| WORK TO DO |
Are you able to retype all the records below exactly?

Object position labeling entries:
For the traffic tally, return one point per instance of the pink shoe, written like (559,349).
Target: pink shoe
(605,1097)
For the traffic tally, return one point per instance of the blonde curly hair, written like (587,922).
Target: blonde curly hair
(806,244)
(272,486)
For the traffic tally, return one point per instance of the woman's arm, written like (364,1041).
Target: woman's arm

| THE OUTPUT |
For the traffic tally, return one point per instance of the pink shoe, written like (559,349).
Target: pink shoe
(605,1097)
For the traffic tally, return one point per instance of the blonde curly hair, written like (587,922).
Target: blonde curly hair
(806,244)
(272,486)
For the traffic tally, return one point per instance of the woman's arm, written like (364,1041).
Target: woman's arm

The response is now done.